## START TASK DATA

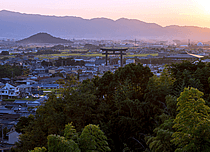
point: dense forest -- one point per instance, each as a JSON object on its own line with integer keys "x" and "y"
{"x": 129, "y": 110}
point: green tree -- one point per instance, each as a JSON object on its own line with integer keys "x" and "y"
{"x": 93, "y": 139}
{"x": 192, "y": 122}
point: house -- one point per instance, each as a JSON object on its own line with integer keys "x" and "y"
{"x": 5, "y": 80}
{"x": 13, "y": 136}
{"x": 9, "y": 91}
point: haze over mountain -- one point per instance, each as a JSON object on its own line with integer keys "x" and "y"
{"x": 43, "y": 38}
{"x": 17, "y": 25}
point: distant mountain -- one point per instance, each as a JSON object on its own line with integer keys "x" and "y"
{"x": 18, "y": 25}
{"x": 43, "y": 38}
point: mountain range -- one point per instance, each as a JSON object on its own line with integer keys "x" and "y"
{"x": 43, "y": 38}
{"x": 19, "y": 26}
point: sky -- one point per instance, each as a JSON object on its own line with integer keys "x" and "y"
{"x": 162, "y": 12}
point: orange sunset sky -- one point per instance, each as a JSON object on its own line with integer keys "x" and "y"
{"x": 162, "y": 12}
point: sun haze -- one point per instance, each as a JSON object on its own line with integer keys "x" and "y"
{"x": 162, "y": 12}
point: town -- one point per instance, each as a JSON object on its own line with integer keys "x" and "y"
{"x": 45, "y": 67}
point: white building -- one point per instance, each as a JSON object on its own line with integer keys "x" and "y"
{"x": 9, "y": 91}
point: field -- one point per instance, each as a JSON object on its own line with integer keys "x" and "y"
{"x": 51, "y": 56}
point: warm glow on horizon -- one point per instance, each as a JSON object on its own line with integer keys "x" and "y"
{"x": 162, "y": 12}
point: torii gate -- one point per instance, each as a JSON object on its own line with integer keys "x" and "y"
{"x": 113, "y": 51}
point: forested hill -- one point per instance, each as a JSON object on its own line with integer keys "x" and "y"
{"x": 43, "y": 38}
{"x": 136, "y": 111}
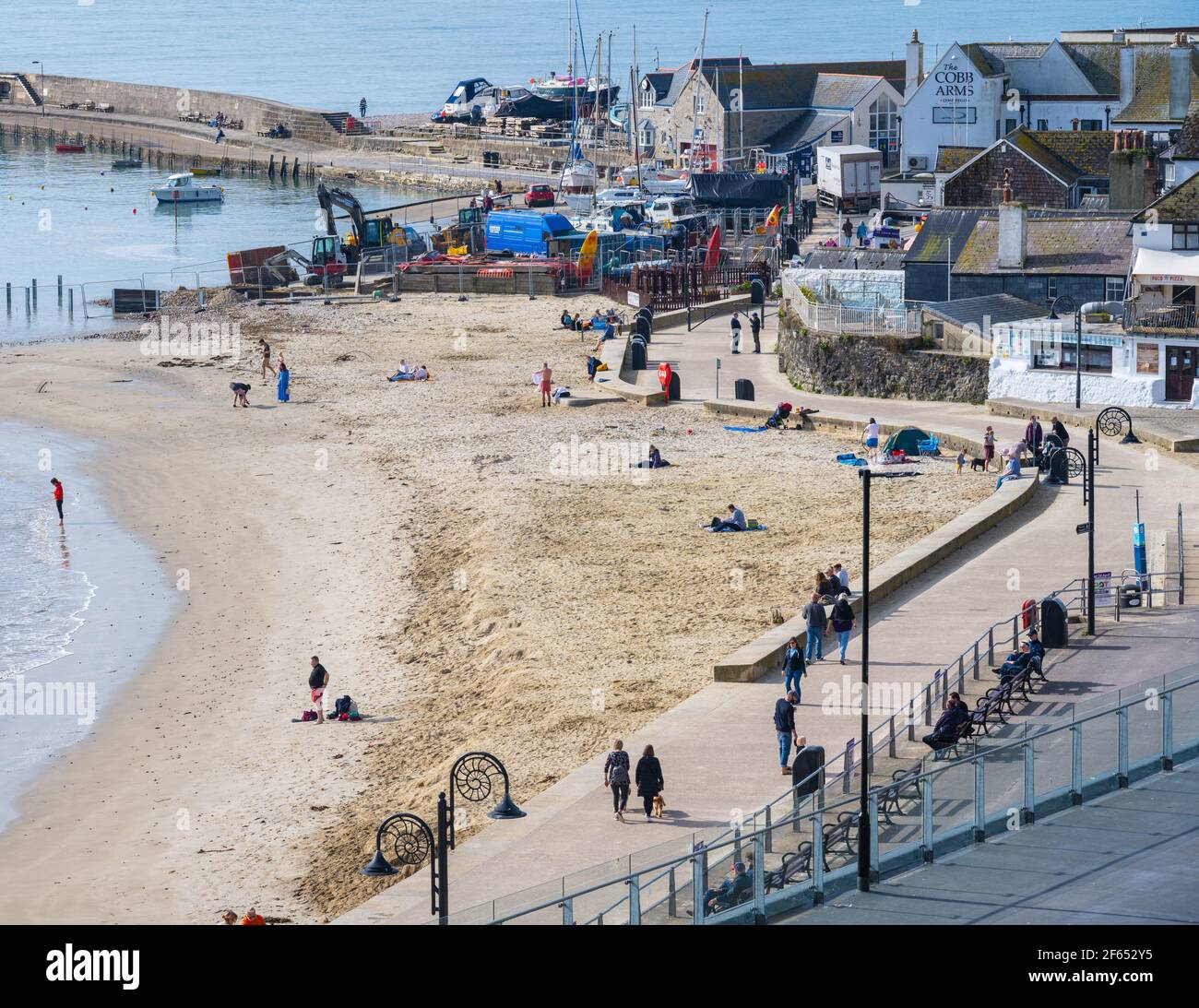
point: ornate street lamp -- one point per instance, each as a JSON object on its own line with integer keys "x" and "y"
{"x": 410, "y": 839}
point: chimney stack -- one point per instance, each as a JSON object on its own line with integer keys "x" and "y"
{"x": 1127, "y": 73}
{"x": 1014, "y": 229}
{"x": 915, "y": 70}
{"x": 1180, "y": 77}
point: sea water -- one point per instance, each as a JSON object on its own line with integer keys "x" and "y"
{"x": 408, "y": 56}
{"x": 100, "y": 228}
{"x": 80, "y": 604}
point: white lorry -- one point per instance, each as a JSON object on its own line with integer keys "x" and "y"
{"x": 849, "y": 176}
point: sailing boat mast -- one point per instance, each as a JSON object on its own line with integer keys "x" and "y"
{"x": 694, "y": 97}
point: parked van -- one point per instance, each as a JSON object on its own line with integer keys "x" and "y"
{"x": 671, "y": 208}
{"x": 527, "y": 232}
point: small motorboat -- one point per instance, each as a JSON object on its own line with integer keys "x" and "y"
{"x": 179, "y": 188}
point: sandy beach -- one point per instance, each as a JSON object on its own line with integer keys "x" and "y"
{"x": 446, "y": 551}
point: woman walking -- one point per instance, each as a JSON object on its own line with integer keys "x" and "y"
{"x": 648, "y": 779}
{"x": 988, "y": 448}
{"x": 615, "y": 776}
{"x": 792, "y": 667}
{"x": 284, "y": 381}
{"x": 843, "y": 621}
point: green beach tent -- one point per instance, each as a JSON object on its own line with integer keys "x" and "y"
{"x": 908, "y": 439}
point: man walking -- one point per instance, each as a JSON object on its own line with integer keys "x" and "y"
{"x": 784, "y": 728}
{"x": 816, "y": 620}
{"x": 318, "y": 681}
{"x": 58, "y": 495}
{"x": 544, "y": 379}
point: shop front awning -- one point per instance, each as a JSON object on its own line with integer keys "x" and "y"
{"x": 1155, "y": 267}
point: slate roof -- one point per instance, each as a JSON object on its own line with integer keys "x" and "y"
{"x": 789, "y": 85}
{"x": 854, "y": 259}
{"x": 1080, "y": 246}
{"x": 944, "y": 234}
{"x": 952, "y": 159}
{"x": 993, "y": 307}
{"x": 1151, "y": 100}
{"x": 806, "y": 128}
{"x": 1180, "y": 204}
{"x": 1187, "y": 148}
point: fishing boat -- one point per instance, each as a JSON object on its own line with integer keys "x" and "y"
{"x": 578, "y": 184}
{"x": 179, "y": 188}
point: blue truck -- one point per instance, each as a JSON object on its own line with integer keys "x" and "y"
{"x": 528, "y": 232}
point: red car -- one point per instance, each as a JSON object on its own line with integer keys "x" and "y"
{"x": 540, "y": 196}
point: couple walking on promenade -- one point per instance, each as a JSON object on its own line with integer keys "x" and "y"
{"x": 647, "y": 778}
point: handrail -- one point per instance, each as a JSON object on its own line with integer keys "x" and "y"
{"x": 934, "y": 692}
{"x": 742, "y": 839}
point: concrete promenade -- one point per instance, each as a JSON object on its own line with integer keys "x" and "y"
{"x": 718, "y": 748}
{"x": 1126, "y": 859}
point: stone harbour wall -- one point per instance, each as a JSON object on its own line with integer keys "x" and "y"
{"x": 849, "y": 364}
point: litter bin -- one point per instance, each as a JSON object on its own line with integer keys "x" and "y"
{"x": 807, "y": 761}
{"x": 1054, "y": 628}
{"x": 1130, "y": 596}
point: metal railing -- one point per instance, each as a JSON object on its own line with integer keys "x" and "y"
{"x": 839, "y": 772}
{"x": 1158, "y": 316}
{"x": 1128, "y": 735}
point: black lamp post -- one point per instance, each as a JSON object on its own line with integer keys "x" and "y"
{"x": 41, "y": 83}
{"x": 412, "y": 840}
{"x": 863, "y": 814}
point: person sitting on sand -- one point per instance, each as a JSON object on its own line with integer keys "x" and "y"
{"x": 318, "y": 681}
{"x": 240, "y": 390}
{"x": 734, "y": 523}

## END TASK DATA

STATED EXERCISE:
Retype every line of the items above verbatim, leaving out the pictures.

TASK SOLUTION:
point: dense forest -- one point per instance, each as a JSON object on its own line with integer keys "x" and "y"
{"x": 129, "y": 110}
point: green tree -- one point per instance, each as a JSON object on its own line with integer keys "x" and "y"
{"x": 93, "y": 139}
{"x": 192, "y": 122}
point: house -- one point per instance, each as a JSON object on its own line with integer keys "x" and "y"
{"x": 5, "y": 80}
{"x": 13, "y": 136}
{"x": 9, "y": 91}
point: haze over mountain -- one point per instance, each as a JSON object on its own line with integer keys "x" and "y"
{"x": 43, "y": 38}
{"x": 17, "y": 25}
point: distant mountain -- one point per instance, each as a JSON object on its own line with integer keys "x" and "y"
{"x": 18, "y": 25}
{"x": 43, "y": 38}
point: mountain range -- one point per instance, each as a JSON object on its own line with integer keys "x" and "y"
{"x": 43, "y": 38}
{"x": 19, "y": 26}
point: sky -- one point per instance, each as a JSON object on its own line with integer keys "x" and "y"
{"x": 162, "y": 12}
point: orange sunset sky -- one point per instance, each as a JSON object on its own line with integer keys "x" and "y"
{"x": 162, "y": 12}
point: sun haze -- one point per instance, each as a JSON object on its own line with integer keys "x" and "y"
{"x": 162, "y": 12}
point: town -- one point per instance, each as a JSON object on its own line with integer keys "x" and "y"
{"x": 45, "y": 67}
point: white building -- one point per instance, each as a JSON object on its own line with integer keys "x" and "y"
{"x": 9, "y": 91}
point: field -- one point per instance, each as a JSON object on its own line with integer keys "x" and "y"
{"x": 51, "y": 56}
point: warm glow on horizon -- one point per instance, each as a JSON object on its own line with integer keys "x" and "y"
{"x": 162, "y": 12}
point: torii gate -- one point per instance, each as a JSON object on its own line with integer keys "x" and "y"
{"x": 113, "y": 51}
point: forested hill -- one point per instance, each as a JSON object on its own line with integer keys "x" and "y"
{"x": 43, "y": 38}
{"x": 136, "y": 111}
point: ornate street lamp -- one point per instance, each as a JSON object on its own line with integer keys "x" and "y"
{"x": 410, "y": 839}
point: chimney stack -- one point per instance, each as a JSON object on its own line with integer keys "x" and "y"
{"x": 1127, "y": 73}
{"x": 1014, "y": 229}
{"x": 915, "y": 70}
{"x": 1180, "y": 77}
point: sea water -- one point per instance, each as a JSON object on its own line with integer keys "x" and "y"
{"x": 408, "y": 56}
{"x": 100, "y": 228}
{"x": 80, "y": 604}
point: white lorry -- one point per instance, each as a JSON object on its own line with integer keys "x" and "y"
{"x": 849, "y": 176}
point: sailing boat mast -- one point per instance, each as a JSON object on its own line with integer keys "x" and "y"
{"x": 694, "y": 97}
point: parked van -- one point per instance, each as a JSON object on its own line with integer keys "x" and "y"
{"x": 671, "y": 208}
{"x": 527, "y": 232}
point: small motorboat -- one point per instance, each as a JSON object on its own line with integer keys "x" and "y"
{"x": 179, "y": 188}
point: sandy beach -- one point per instance, each as a JSON object on its own line with integer keys "x" and "y"
{"x": 446, "y": 551}
point: woman walking -- one point per instance, each as a JSON object on its own line with integer keys "x" and "y"
{"x": 648, "y": 779}
{"x": 988, "y": 448}
{"x": 615, "y": 776}
{"x": 792, "y": 667}
{"x": 284, "y": 381}
{"x": 843, "y": 621}
point: green beach tent -- one point per instance, each as a JSON object on its own line with integer keys "x" and "y"
{"x": 908, "y": 439}
point: man walking -- one point per instance, each as a JSON object on its own line with integer keys "x" and "y"
{"x": 784, "y": 728}
{"x": 816, "y": 620}
{"x": 318, "y": 681}
{"x": 58, "y": 495}
{"x": 544, "y": 379}
point: shop front awning -- one point per instance, each as a JSON object on its own line with integer keys "x" and "y"
{"x": 1155, "y": 267}
point: slate roof -- one point per instance, each as a JSON object on its own line with integer keys "x" and "y"
{"x": 789, "y": 85}
{"x": 854, "y": 259}
{"x": 1080, "y": 246}
{"x": 944, "y": 234}
{"x": 952, "y": 159}
{"x": 993, "y": 307}
{"x": 1151, "y": 100}
{"x": 806, "y": 128}
{"x": 1180, "y": 204}
{"x": 1187, "y": 148}
point: fishing boat -- one point per instance, each as a JSON object on its own line with integer keys "x" and "y"
{"x": 578, "y": 184}
{"x": 179, "y": 188}
point: blue truck -- one point per instance, each as a JSON object on its own line with integer keys "x" and "y"
{"x": 528, "y": 232}
point: red car -- one point per instance, each as a JSON object on its own line with integer keys "x" and "y"
{"x": 540, "y": 196}
point: couple walking on promenade -- one point per instance, each as a JSON object on its own line with integer keys "x" and "y"
{"x": 647, "y": 778}
point: handrail -- one point per instance, each as a JSON object on its own line with integer keys "x" and "y"
{"x": 934, "y": 692}
{"x": 742, "y": 839}
point: concrete promenade -- one point per instance, each as a JSON object on its own line with integer keys "x" and "y"
{"x": 718, "y": 748}
{"x": 1126, "y": 859}
point: stone harbour wall -- one point per instance, each as a JSON object on its own line with integer keys "x" and "y"
{"x": 849, "y": 364}
point: litter bin -- one point per instance, each as a JSON object on its own line with integer keys "x" and "y"
{"x": 807, "y": 761}
{"x": 1054, "y": 628}
{"x": 1130, "y": 596}
point: metal railing -- one point per instance, each as a JSON object on its own line with integer keys "x" and "y"
{"x": 839, "y": 772}
{"x": 1158, "y": 316}
{"x": 1128, "y": 735}
point: black lamp post -- one point per instance, each as a JSON object on its own line with integer keys "x" and "y"
{"x": 41, "y": 83}
{"x": 412, "y": 840}
{"x": 863, "y": 814}
point: person sitting on sand -- one point per instance, each as a JSON object on its own line with integer keys "x" and "y"
{"x": 318, "y": 681}
{"x": 240, "y": 390}
{"x": 734, "y": 523}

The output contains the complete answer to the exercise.